EXTRACTED MATERIAL:
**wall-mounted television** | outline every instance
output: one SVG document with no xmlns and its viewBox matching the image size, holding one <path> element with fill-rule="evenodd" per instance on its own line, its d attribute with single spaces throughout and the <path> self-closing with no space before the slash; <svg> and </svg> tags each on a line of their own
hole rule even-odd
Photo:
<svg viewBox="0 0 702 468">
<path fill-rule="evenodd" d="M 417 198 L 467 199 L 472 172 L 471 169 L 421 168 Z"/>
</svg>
--
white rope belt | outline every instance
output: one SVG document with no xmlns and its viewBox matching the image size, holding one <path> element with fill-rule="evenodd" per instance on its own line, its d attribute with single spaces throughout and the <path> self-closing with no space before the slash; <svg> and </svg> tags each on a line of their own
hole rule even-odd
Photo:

TASK DETAILS:
Collect each line of the entries above that contains the word "every", and reproduce those lines in full.

ANSWER TO THE TASK:
**wall-mounted television** | outline every instance
white rope belt | outline every instance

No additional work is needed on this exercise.